▶ Selected extract
----------------------------------------

McDowell, meanwhile, had endured a series of setbacks. He’d developed an infected wisdom tooth while touring Europe that had become impacted, and had to finish the remaining dates in excruciating pain. He also broke his acoustic bass during a show and badly injured his string-plucking hand. Each show brought more pain as he tried to keep up his part. Even after they returned stateside, the hand hadn’t properly healed, because McDowell never had time to let it rest. He was also newly married, and when he added everything up, it seemed a good time to get off the road.
“We understood completely,” Mead says. “But that doesn’t mean we all were ready to stop. It just didn’t go down easy because we all loved this band — Gary and Jay, too. It wasn’t an easy decision for them to make or for the rest of us to accept. We weren’t sure how we’d go on, or if we should go on.”
The release on March 9 of Tangled In The Pines, a new BR549 album on Dualtone Records, reveals how they answered that question. What remains to be told is how they got there.
Not suited to sitting home night after night, the three remaining band members regularly found themselves returning to Lower Broadway, where the band first built its reputation. But “the street,” as Mead and Wilson call it, bore little resemblance to the run-down part of town it had been when BR549 first formed in 1995. Back then, it was rife with seedy adult bookstores and arcades, boarded-up storefronts, and a handful of down-and-out bars selling canned beer for less than a buck.
Tootsie’s Orchid Lounge remained the area’s centerpiece, surviving largely on its reputation as the favored watered hole of country musicians in the 1950s and ’60s, when the Ryman Auditorium just across the alley was still the Grand Ole Opry’s home. The Ernest Tubb Record Store across the street hung onto its longtime downtown location simply out of stubborn tenacity.
But by the ’80s and ’90s, Tootsie’s and Tubb’s attracted an odd mixture of street people, tourists, and those interested in soaking up the ambience of the most colorful era of Nashville’s country music past. Tootsie’s and a few other clubs still offered music, but mostly it was rough blues bands and would-be country stars — those new to town and those who’d stayed far too long.

----------------------------------------

Dataset items:
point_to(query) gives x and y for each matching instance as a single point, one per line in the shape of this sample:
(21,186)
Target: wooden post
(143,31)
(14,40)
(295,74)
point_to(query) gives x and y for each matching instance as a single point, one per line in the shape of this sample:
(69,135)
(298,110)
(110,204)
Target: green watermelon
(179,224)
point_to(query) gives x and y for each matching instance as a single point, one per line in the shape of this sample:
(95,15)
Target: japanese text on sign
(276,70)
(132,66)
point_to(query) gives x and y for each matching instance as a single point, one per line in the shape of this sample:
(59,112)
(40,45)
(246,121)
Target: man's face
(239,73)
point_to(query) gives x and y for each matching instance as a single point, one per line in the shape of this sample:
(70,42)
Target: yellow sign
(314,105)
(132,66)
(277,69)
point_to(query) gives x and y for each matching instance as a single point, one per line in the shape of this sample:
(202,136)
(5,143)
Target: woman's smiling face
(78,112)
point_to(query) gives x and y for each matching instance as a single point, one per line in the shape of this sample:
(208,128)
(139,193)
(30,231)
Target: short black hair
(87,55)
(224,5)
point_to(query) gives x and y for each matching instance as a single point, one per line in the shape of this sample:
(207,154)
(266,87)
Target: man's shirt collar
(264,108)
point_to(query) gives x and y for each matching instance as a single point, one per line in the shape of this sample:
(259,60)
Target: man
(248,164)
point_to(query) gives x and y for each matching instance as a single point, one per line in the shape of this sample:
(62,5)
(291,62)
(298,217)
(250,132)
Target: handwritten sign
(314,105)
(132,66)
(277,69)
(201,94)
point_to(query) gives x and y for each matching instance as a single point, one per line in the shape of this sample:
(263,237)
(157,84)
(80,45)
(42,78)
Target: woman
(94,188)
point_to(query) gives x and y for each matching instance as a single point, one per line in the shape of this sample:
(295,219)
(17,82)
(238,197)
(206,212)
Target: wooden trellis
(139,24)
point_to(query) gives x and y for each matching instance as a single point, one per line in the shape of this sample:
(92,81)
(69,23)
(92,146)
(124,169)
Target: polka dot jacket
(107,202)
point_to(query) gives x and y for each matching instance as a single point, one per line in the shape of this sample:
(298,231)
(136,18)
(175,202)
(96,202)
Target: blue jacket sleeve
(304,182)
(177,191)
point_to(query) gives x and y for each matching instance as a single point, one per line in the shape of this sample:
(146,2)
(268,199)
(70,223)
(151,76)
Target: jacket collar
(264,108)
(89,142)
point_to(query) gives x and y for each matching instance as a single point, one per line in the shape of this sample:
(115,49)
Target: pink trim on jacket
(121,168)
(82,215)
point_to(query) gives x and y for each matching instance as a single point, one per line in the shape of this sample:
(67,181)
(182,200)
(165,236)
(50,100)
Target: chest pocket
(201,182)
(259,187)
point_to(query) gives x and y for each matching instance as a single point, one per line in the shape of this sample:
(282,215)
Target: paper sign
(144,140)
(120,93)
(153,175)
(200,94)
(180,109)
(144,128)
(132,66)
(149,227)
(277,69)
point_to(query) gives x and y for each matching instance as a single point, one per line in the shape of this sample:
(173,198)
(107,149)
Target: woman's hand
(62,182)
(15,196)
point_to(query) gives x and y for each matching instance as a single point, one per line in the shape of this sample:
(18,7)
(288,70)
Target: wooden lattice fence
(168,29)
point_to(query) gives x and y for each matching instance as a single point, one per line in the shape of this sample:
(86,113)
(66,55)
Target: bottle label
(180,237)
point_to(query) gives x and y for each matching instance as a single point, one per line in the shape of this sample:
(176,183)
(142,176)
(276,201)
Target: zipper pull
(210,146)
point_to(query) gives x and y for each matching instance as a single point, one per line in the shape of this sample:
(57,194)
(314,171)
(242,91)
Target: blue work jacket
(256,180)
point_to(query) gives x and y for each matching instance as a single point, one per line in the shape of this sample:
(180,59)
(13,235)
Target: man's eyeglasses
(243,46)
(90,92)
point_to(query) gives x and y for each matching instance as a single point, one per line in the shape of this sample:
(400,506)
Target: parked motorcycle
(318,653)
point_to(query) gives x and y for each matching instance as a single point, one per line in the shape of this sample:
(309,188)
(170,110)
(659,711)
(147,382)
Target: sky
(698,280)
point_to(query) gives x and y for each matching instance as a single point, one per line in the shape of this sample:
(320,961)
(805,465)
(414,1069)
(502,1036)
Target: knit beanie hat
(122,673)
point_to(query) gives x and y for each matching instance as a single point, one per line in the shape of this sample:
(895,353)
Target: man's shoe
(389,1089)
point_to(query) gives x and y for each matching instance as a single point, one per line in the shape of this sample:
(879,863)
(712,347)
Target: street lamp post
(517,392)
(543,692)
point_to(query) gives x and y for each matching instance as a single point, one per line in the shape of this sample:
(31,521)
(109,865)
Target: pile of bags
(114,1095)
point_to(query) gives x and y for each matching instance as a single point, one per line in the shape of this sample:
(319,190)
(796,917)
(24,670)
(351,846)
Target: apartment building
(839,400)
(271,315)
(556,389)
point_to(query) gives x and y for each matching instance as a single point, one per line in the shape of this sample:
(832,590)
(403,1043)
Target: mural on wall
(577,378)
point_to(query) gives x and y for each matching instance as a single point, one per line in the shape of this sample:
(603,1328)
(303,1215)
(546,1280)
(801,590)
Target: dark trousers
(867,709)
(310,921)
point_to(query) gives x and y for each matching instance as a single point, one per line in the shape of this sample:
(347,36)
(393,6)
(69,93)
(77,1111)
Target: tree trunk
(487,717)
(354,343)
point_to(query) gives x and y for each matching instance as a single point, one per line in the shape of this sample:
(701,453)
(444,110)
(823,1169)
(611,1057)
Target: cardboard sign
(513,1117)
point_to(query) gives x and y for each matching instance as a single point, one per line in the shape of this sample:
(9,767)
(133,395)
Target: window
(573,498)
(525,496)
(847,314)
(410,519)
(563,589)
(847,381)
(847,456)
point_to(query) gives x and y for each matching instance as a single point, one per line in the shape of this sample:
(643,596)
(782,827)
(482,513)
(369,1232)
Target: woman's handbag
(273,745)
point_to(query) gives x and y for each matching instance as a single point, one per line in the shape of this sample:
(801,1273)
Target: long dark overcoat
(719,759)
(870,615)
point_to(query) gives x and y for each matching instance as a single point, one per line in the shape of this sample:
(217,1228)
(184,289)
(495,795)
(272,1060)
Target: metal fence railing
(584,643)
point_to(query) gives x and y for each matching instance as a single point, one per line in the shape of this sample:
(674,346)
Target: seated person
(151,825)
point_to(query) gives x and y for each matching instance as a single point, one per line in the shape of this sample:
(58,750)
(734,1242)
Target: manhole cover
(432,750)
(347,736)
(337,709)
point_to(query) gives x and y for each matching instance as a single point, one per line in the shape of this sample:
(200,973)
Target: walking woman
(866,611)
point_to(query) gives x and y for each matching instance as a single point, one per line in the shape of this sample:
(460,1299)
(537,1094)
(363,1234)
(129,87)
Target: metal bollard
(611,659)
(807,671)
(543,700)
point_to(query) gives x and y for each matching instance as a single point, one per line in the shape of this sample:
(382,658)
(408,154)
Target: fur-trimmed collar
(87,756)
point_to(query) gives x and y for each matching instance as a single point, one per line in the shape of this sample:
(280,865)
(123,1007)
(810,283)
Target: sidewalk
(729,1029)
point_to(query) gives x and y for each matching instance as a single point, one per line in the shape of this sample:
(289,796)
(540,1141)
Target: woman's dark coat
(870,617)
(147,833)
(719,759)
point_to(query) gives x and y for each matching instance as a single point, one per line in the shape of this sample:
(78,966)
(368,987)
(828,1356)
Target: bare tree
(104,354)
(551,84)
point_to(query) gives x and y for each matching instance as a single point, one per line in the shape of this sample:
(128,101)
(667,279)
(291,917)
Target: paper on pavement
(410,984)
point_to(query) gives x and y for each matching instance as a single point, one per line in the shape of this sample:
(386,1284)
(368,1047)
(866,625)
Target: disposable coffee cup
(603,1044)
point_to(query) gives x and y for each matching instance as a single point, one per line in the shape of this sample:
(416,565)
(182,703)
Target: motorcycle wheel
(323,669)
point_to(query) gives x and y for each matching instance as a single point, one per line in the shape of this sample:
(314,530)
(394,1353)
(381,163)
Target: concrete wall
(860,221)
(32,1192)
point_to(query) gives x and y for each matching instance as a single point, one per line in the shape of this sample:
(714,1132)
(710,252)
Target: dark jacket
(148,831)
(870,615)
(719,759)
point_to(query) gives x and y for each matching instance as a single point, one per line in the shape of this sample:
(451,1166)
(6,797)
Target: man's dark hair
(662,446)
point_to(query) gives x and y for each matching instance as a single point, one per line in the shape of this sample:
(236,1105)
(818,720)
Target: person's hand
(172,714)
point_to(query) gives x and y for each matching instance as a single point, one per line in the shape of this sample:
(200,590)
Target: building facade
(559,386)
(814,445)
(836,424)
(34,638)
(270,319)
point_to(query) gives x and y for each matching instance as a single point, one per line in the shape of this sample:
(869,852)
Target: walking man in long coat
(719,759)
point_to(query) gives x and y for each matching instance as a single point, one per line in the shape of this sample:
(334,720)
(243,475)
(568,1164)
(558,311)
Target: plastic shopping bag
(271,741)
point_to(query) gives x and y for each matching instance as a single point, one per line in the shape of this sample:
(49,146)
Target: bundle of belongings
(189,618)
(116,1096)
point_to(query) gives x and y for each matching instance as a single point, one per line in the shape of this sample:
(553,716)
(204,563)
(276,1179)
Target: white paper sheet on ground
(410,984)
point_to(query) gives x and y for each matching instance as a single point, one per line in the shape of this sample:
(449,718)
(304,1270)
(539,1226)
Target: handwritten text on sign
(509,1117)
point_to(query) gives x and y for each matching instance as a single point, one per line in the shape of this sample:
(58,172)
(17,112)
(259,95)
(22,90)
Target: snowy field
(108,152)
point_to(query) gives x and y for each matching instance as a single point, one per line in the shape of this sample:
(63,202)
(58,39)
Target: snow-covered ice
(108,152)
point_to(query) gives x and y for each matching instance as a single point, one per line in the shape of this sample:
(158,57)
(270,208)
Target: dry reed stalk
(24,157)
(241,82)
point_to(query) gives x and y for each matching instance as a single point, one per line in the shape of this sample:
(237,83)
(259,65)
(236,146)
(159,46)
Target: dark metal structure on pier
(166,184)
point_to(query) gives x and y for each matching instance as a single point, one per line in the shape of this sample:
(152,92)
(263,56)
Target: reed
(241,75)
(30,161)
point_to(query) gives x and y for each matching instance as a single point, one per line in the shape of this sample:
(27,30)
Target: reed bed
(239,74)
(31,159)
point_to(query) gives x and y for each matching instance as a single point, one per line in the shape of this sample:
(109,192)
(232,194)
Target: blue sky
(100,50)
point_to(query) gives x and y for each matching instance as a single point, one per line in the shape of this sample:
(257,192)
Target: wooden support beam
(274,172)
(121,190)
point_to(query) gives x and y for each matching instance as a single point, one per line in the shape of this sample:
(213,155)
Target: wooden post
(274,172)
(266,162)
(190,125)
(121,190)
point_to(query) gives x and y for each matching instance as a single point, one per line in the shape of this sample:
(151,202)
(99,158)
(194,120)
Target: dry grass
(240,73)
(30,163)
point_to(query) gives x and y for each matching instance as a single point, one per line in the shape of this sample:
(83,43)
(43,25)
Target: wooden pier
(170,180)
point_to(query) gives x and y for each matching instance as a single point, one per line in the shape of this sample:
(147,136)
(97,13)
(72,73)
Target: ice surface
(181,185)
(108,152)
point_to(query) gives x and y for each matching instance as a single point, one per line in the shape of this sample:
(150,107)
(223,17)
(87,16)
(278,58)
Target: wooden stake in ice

----------------------------------------

▶ Brief
Carry on the BR549 article, starting right after its final sentence. The data comes from a source separate from the BR549 article.

▶ Answer to this exercise
BR549 had provided a catalyst for change. Their combination of hipster attitude and traditional hillbilly bop transformed Lower Broadway into the city’s hottest music spot of the moment. Lines of fans would wait on the street to enter a packed boot store and beer bar known as Robert’s Western Wear to see the band. Greg Garing presented a darker side of traditional hillbilly and mountain music in the backroom of Tootsie’s, and between the two clubs, the scene started to draw national attention, including a front-page story in Billboard magazine.
The street began to change even before a new state-of-the-art arena opened on the corner of Fifth & Broadway. Wilson, for instance, remembers returning from the band’s first European tour to find a massive Planet Hollywood sign at the corner of Fourth & Broadway, occupying a building where, just months earlier, drunks had often urinated in the abandoned doorway. By the end of the ’90s, with the Ryman undergoing a renaissance and most of Lower Broad renovated into new nightclubs and shops, the street became a highlight of Chamber of Commerce brochures.
Who knew that hillbilly music — not Music Row country-pop, but old-time shuffles and roadhouse stomps — could still transform Nashville in this day and age?
Thus, when Mead, Wilson and Herron returned in 2002, their band broken, they found their old home ablaze in neon and resembling a Middle Tennessee version of Bourbon Street. The block was jam-packed every weekend night and abuzz with activity even during the week.